---- Exercise passage
At 80 decibels, the recording of Comal is definitely loud. Still, with Constellation activated, it’s easy to hear people at the table ordering jicama and cucumber salad, pork tacos, and tamales. Meanwhile, the droning ambience remained distant.

“It’s like you’re protected,” John Meyer observes. “It’s like a force field. And in a sense, it probably is, for the brain.”

Of course, it’s much easier to quell restaurant noise when you can start from scratch, rather than trying to tame the decibels of an existing eatery. For one thing, loud has become the new normal, making it easy for owners to dismiss.

Bob and Maggie Klein, for instance, had successfully run their Italian spot, Oliveto, in Oakland for more than two decades before discovering they had a volume problem. In the year leading up to a 2014 renovation, Bob decided to use a smartphone sound meter to spot-check busy dinner services, and found that they regularly hit 86 decibels. The number was comparable to other places he’d checked, but when Bob walked the dining room, he noticed people “leaning in and struggling to hear each other. And it’s common. It’s not just old people. It’s everybody.”
--------
_Tasks to complete_.
(1) Translate this sentence from the restaurant noise passage into Spanish: "Meanwhile, the droning ambience remained distant."
(2) Duplicate the part of the restaurant noise passage that begins at the words "At 80 decibels, the" and stops after "ambience remained distant.".
Use only the restaurant noise passage to answer.
---- Records supplied
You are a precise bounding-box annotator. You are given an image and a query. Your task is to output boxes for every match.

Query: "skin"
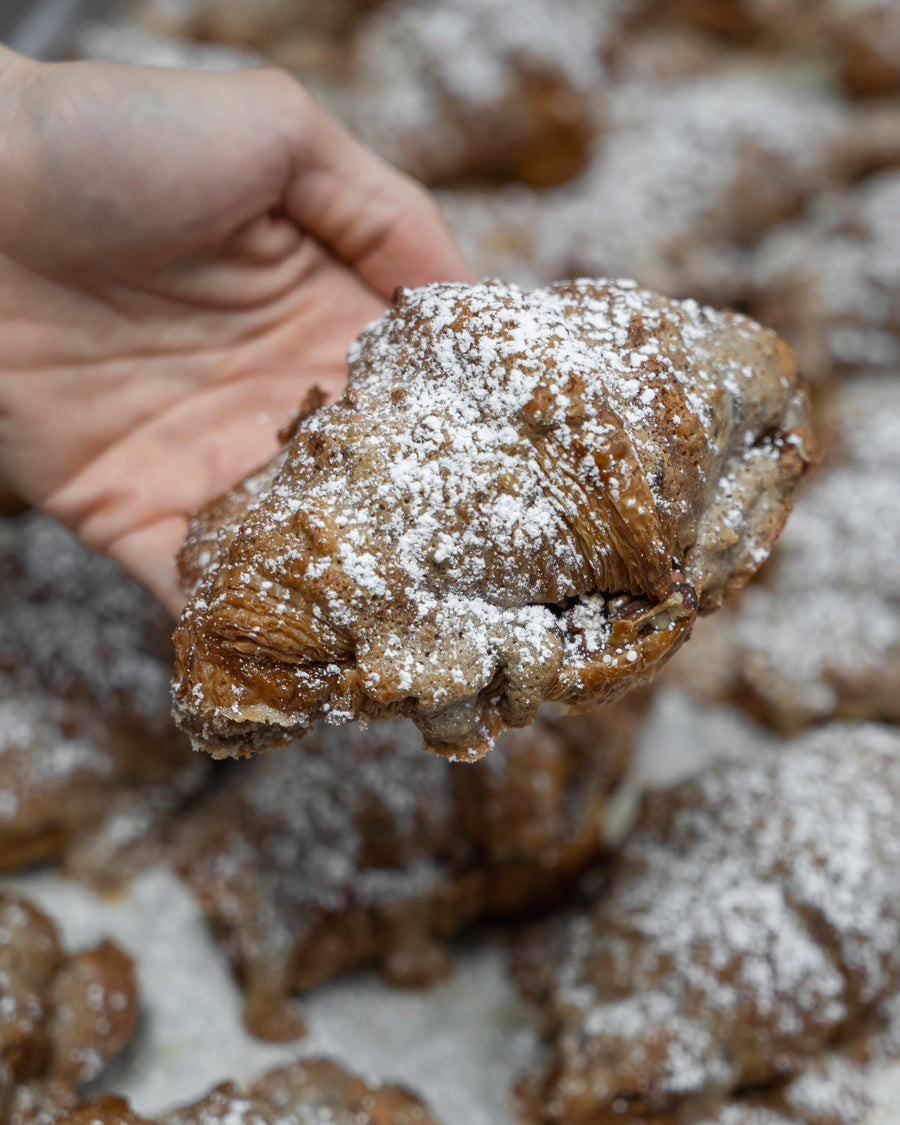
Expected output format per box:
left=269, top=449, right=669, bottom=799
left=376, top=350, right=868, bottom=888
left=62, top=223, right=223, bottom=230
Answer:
left=0, top=48, right=474, bottom=612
--------
_Answer set_.
(1) Mientras tanto, el murmullo monótono del ambiente permaneció distante.

(2)
At 80 decibels, the recording of Comal is definitely loud. Still, with Constellation activated, it’s easy to hear people at the table ordering jicama and cucumber salad, pork tacos, and tamales. Meanwhile, the droning ambience remained distant.